● Saved entries

____

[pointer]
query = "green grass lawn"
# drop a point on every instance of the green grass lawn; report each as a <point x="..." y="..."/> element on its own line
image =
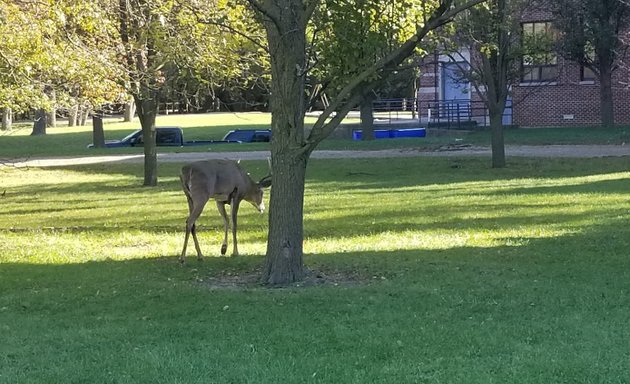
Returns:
<point x="454" y="274"/>
<point x="65" y="141"/>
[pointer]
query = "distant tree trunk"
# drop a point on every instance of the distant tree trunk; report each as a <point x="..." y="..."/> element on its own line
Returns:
<point x="51" y="119"/>
<point x="84" y="112"/>
<point x="98" y="134"/>
<point x="147" y="112"/>
<point x="7" y="119"/>
<point x="498" y="142"/>
<point x="130" y="110"/>
<point x="366" y="112"/>
<point x="606" y="96"/>
<point x="72" y="115"/>
<point x="39" y="125"/>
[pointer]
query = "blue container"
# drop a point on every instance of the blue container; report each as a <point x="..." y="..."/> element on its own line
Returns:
<point x="411" y="132"/>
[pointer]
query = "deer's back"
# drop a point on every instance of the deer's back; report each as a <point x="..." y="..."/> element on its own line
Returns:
<point x="218" y="177"/>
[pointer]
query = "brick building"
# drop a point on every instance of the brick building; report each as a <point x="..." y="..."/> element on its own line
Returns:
<point x="556" y="92"/>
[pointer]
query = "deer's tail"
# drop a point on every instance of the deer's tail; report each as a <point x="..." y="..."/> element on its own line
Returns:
<point x="186" y="178"/>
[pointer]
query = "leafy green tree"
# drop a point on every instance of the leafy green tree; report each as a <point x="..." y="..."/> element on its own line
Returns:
<point x="22" y="55"/>
<point x="591" y="35"/>
<point x="350" y="35"/>
<point x="286" y="23"/>
<point x="490" y="33"/>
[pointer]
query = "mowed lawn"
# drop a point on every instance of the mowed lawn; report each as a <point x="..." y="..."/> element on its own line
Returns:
<point x="437" y="271"/>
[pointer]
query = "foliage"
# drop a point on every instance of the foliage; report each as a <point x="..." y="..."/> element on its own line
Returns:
<point x="60" y="58"/>
<point x="590" y="34"/>
<point x="351" y="35"/>
<point x="591" y="31"/>
<point x="462" y="275"/>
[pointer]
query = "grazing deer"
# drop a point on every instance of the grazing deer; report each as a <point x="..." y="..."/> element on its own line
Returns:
<point x="226" y="183"/>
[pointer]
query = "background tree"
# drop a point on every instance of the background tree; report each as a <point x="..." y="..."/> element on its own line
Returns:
<point x="350" y="35"/>
<point x="590" y="34"/>
<point x="286" y="23"/>
<point x="490" y="33"/>
<point x="22" y="55"/>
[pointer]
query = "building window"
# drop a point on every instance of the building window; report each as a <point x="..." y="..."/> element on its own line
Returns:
<point x="586" y="74"/>
<point x="540" y="62"/>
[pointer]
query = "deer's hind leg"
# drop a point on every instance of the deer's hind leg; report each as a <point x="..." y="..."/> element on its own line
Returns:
<point x="195" y="207"/>
<point x="226" y="225"/>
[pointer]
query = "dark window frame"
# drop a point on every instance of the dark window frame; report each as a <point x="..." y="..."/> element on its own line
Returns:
<point x="544" y="72"/>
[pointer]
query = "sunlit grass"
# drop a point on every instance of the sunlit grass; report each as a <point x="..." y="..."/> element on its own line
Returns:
<point x="116" y="218"/>
<point x="455" y="274"/>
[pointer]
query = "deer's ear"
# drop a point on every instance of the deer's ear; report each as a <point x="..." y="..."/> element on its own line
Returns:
<point x="265" y="182"/>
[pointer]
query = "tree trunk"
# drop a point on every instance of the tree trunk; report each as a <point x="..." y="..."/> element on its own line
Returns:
<point x="39" y="125"/>
<point x="73" y="112"/>
<point x="498" y="143"/>
<point x="130" y="110"/>
<point x="7" y="119"/>
<point x="284" y="258"/>
<point x="366" y="111"/>
<point x="84" y="112"/>
<point x="51" y="119"/>
<point x="98" y="135"/>
<point x="606" y="97"/>
<point x="147" y="111"/>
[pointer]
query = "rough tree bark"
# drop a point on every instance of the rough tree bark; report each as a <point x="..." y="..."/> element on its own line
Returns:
<point x="366" y="112"/>
<point x="39" y="124"/>
<point x="147" y="112"/>
<point x="284" y="261"/>
<point x="130" y="110"/>
<point x="73" y="112"/>
<point x="285" y="22"/>
<point x="98" y="134"/>
<point x="606" y="96"/>
<point x="7" y="119"/>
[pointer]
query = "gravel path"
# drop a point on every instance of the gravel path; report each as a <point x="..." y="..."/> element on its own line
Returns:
<point x="570" y="151"/>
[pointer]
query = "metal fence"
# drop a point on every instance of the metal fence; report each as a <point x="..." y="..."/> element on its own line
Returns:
<point x="447" y="114"/>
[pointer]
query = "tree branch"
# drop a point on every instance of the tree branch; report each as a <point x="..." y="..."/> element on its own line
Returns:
<point x="348" y="98"/>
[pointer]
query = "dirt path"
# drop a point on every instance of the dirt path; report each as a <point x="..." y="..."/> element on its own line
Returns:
<point x="569" y="151"/>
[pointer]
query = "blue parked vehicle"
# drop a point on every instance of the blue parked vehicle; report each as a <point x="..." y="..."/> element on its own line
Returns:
<point x="249" y="135"/>
<point x="174" y="137"/>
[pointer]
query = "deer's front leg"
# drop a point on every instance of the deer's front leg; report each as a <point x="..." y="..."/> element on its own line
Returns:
<point x="235" y="204"/>
<point x="226" y="225"/>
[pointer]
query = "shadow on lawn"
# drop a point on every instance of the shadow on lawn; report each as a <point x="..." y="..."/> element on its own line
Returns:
<point x="595" y="256"/>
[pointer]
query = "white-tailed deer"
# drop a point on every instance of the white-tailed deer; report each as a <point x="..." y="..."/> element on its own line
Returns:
<point x="226" y="183"/>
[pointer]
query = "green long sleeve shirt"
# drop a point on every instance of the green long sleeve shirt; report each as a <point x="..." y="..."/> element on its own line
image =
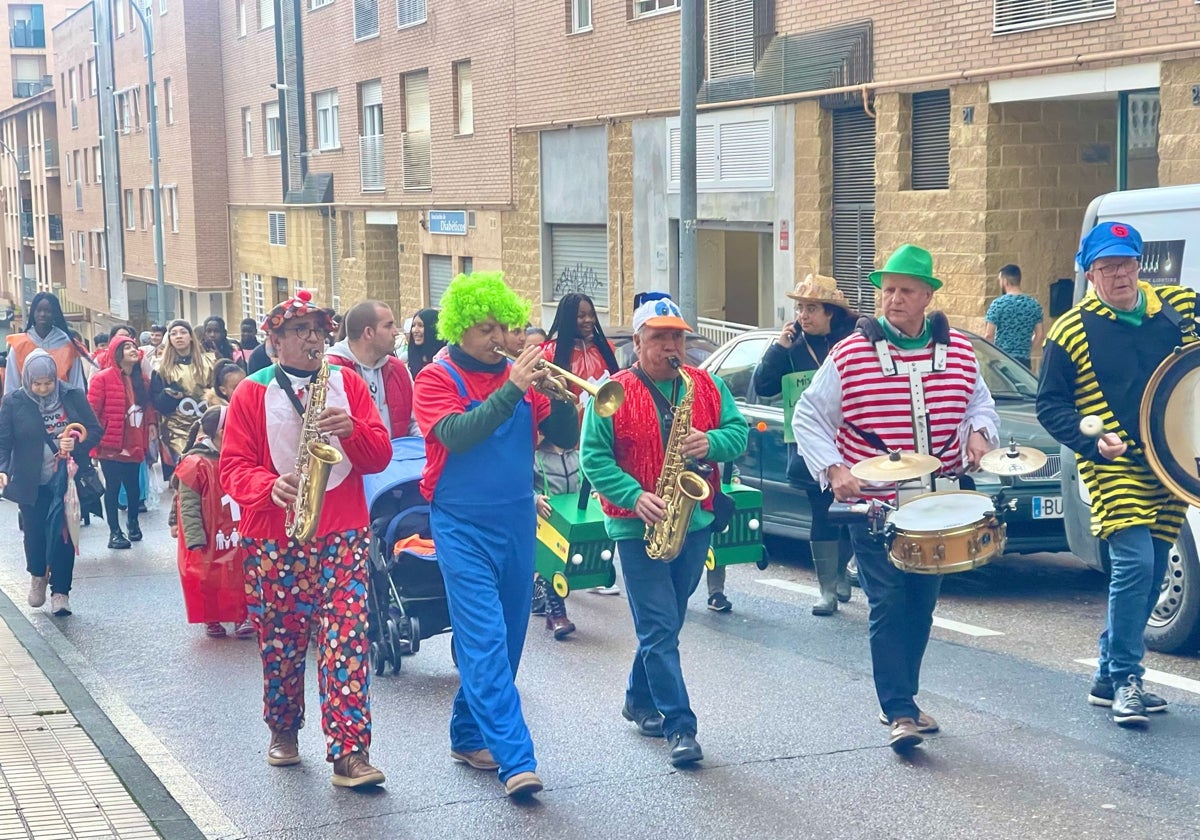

____

● PROBLEM REQUIREMENTS
Every record above must be repeated exactly, with the pictures dropped.

● ANSWER TO THE EXERCISE
[pointer]
query = "green grass lawn"
# drop a point on every instance of the green grass lawn; report each as a <point x="..." y="..."/> element on its own line
image =
Returns:
<point x="454" y="274"/>
<point x="65" y="141"/>
[pointer]
query = "distant tree trunk"
# drop a point on every instance of the distant tree trunk; report each as a <point x="..." y="..."/> element on its own line
Returns:
<point x="51" y="119"/>
<point x="84" y="112"/>
<point x="98" y="134"/>
<point x="147" y="112"/>
<point x="7" y="119"/>
<point x="498" y="142"/>
<point x="130" y="110"/>
<point x="366" y="112"/>
<point x="606" y="96"/>
<point x="72" y="115"/>
<point x="39" y="125"/>
[pointer]
query = "blue container"
# drop a point on every instance of the blue container; report each as a <point x="..." y="..."/> element on its own line
Returns:
<point x="411" y="132"/>
[pointer]
query = "deer's back"
# drop a point on every instance of the deer's back; report each as a <point x="..." y="..."/> element on its own line
Returns:
<point x="218" y="177"/>
[pointer]
query = "brick building"
# drop a point on every instance of the brick building; report each as a <point x="..." y="..."/> element on its own line
Returns:
<point x="556" y="92"/>
[pointer]
query = "deer's tail"
# drop a point on every instance of the deer's tail; report each as a <point x="..." y="..."/> element on its own line
Returns:
<point x="186" y="178"/>
[pointer]
query = "leafy green tree"
# drop a point on every instance of the leafy green tree; report each as a <point x="..." y="..."/> element on its own line
Returns:
<point x="22" y="55"/>
<point x="591" y="35"/>
<point x="350" y="35"/>
<point x="286" y="23"/>
<point x="490" y="33"/>
[pointer]
query = "mowed lawn"
# drop a point on every instance of the mowed lawn; report each as a <point x="..." y="..."/> element on its own line
Returns:
<point x="437" y="271"/>
[pointer]
query = "foliage"
# drop a point on every instance of the foliage; report each as a <point x="..." y="..."/> element on its own line
Returns:
<point x="60" y="58"/>
<point x="590" y="34"/>
<point x="351" y="35"/>
<point x="591" y="31"/>
<point x="462" y="275"/>
[pointer]
query = "grazing deer"
# drop a point on every instance of the grazing deer; report each as a <point x="..." y="..."/> element on its own line
Returns:
<point x="226" y="183"/>
[pointer]
query = "background tree"
# drop a point on every instance of the background tree; report each as a <point x="..." y="..."/> element on its own line
Returns:
<point x="350" y="35"/>
<point x="590" y="34"/>
<point x="286" y="23"/>
<point x="490" y="33"/>
<point x="22" y="55"/>
[pointer]
query = "building window"
# drop a point on every instance of the building window; report each as a <point x="..." y="..."/> element on its own line
Returns:
<point x="586" y="74"/>
<point x="540" y="62"/>
[pointer]
query = "deer's hind leg"
# drop a point on every instance of the deer's hind leg; report each as a <point x="..." y="..."/> element on its own line
Returns:
<point x="195" y="207"/>
<point x="226" y="225"/>
[pointer]
query = "dark window frame"
# drop a point on every instance of the dark window frame; report each as a <point x="..." y="..."/> element on its own line
Returns:
<point x="544" y="72"/>
[pointer]
query = "sunlit grass"
# drop a point on every instance of the sunlit grass; report each as a <point x="..." y="..."/> element on its own line
Returns:
<point x="116" y="218"/>
<point x="455" y="274"/>
[pointer]
query = "deer's ear"
# drop a point on every instance of the deer's ear; report each as a <point x="..." y="..."/> element on its own line
Returns:
<point x="265" y="182"/>
[pointer]
query = "tree trunk"
# drop a point on every instance of the tree trunk; report each as a <point x="..." y="..."/> element on its own line
Returns:
<point x="39" y="125"/>
<point x="73" y="112"/>
<point x="498" y="143"/>
<point x="130" y="110"/>
<point x="7" y="119"/>
<point x="284" y="258"/>
<point x="366" y="111"/>
<point x="84" y="112"/>
<point x="51" y="119"/>
<point x="98" y="135"/>
<point x="606" y="97"/>
<point x="147" y="111"/>
[pointer]
query = "rough tree bark"
# drop a point on every instance of the rough tree bark; report each as a <point x="..." y="..."/> element on its own line
Returns:
<point x="366" y="112"/>
<point x="39" y="124"/>
<point x="147" y="112"/>
<point x="284" y="261"/>
<point x="130" y="110"/>
<point x="73" y="112"/>
<point x="285" y="22"/>
<point x="98" y="134"/>
<point x="606" y="96"/>
<point x="7" y="119"/>
[pointer]
query = "gravel path"
# drop a point on every instance of the gravel path; report each as a <point x="..." y="..."/> element on its own line
Returns:
<point x="570" y="151"/>
[pointer]
query = "metal fence"
# drop a point on every instance of the metal fence; report each as a <point x="..." y="..."/> element on its own line
Returns:
<point x="447" y="114"/>
[pointer]
query = "tree branch"
# drop a point on every instance of the tree branch; report each as a <point x="..." y="..."/> element on its own line
Returns:
<point x="348" y="98"/>
[pointer]
query = "dirt path"
# drop a point on every instance of the dirt path; report each as a <point x="..." y="..."/> element on its own line
Returns:
<point x="569" y="151"/>
[pointer]
query = "blue parked vehicle"
# drop a point on every instance of the blue parked vehicle; report each as a <point x="..." y="..."/> element on its own line
Returns:
<point x="249" y="135"/>
<point x="174" y="137"/>
[pointer]
query = "deer's front leg"
# drop a point on every instance of the deer's front leg; report each as a <point x="..." y="..."/> element on its own line
Returns:
<point x="235" y="204"/>
<point x="226" y="225"/>
[pointer]
query = "shadow on lawn"
# drop a point on every instance of the shadow on lawn; report each as a <point x="..." y="..."/> element on its own line
Returns:
<point x="595" y="256"/>
[pointer]
query = "white-tailed deer"
# drop a point on every instance of the white-tailed deer; report each as a <point x="..." y="..."/> element on its own line
Returns:
<point x="226" y="183"/>
[pointer]
query = "green long sleeve shirt"
# drop a point on every instance of the green long sleeve shirt; report each as a <point x="..." y="..."/> element on its own line
image =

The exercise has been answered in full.